- REQUISITO 1
Indica si cada afirmación concuerda con el fragmento sobre Bauman y los desechos: (a) Bauman huyó a la URSS en 1939; (b) según el Tribunal de Justicia Europea, hay al menos 88 vertederos incontrolados en Francia; (c) Leonia es una de las ciudades imaginadas por el Marco Polo de Italo Calvino. Responde sí o no a cada una y cita literalmente las palabras del fragmento que lo deciden.
- REQUISITO 2
Transcribe sin alteraciones el tramo del fragmento sobre Bauman y los desechos que va desde "Es nuestro siglo" hasta "mierda nos come.", ambos incluidos.

- EXTRACTO PROPORCIONADO
--------------------------------

Bauman fue un sociólogo entrañable, una paradoja andante y pensante de la modernidad. De origen polaco y familia judía, en 1939 escapó a la URSS huyendo de la persecución nazi y en 1968 a Inglaterra perseguido por el antisemitismo comunista: fue un sujeto del exilio, víctima del fascismo de todos los colores y una mente de una extraordinaria sensibilidad.

Es nuestro siglo el siglo de los desechos humanos y plásticos. Toneladas de basura se amontonan en el mar Mediterráneo. El Tribunal de Justicia Europea lleva una década alertando de la existencia de al menos 88 vertederos incontrolados en España. Está feo decirlo, pero la mierda nos come.

Como Leonia, una de las ciudades imaginadas por el Marco Polo de Italo Calvino, “los desperdicios poco a poco invadirían el mundo. (…) Tal vez el mundo entero, traspasados los confines de Leonia, esté cubierto de cráteres de basura en ininterrumpida erupción, cada uno con una metrópoli en el centro”.

A su vez, en crecimiento paralelo a la sociedad del detritus, toneladas de carne humana se desplazan siguiendo una estela de fronteras y prejuicios. Los desplazamientos de personas (pobres) son la cara oculta de los desplazamientos globales de mercancías.

--------------------------------

- DATOS REGISTRADOS

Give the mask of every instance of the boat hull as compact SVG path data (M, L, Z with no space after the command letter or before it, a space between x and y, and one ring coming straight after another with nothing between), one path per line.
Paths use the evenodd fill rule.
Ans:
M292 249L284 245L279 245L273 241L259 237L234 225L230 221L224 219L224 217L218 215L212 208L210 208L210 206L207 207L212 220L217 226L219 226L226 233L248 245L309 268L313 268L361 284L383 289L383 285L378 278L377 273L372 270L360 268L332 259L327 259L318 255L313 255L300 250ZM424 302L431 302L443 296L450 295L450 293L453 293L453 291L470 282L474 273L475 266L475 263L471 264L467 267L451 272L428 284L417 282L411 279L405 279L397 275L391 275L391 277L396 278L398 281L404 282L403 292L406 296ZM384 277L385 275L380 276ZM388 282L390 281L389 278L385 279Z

--------------------------------

- RESPUESTA FINAL 1
(a) Sí: «en 1939 escapó a la URSS huyendo de la persecución nazi».
(b) No: «al menos 88 vertederos incontrolados en España».
(c) Sí: «una de las ciudades imaginadas por el Marco Polo de Italo Calvino».

- RESPUESTA FINAL 2
Es nuestro siglo el siglo de los desechos humanos y plásticos. Toneladas de basura se amontonan en el mar Mediterráneo. El Tribunal de Justicia Europea lleva una década alertando de la existencia de al menos 88 vertederos incontrolados en España. Está feo decirlo, pero la mierda nos come.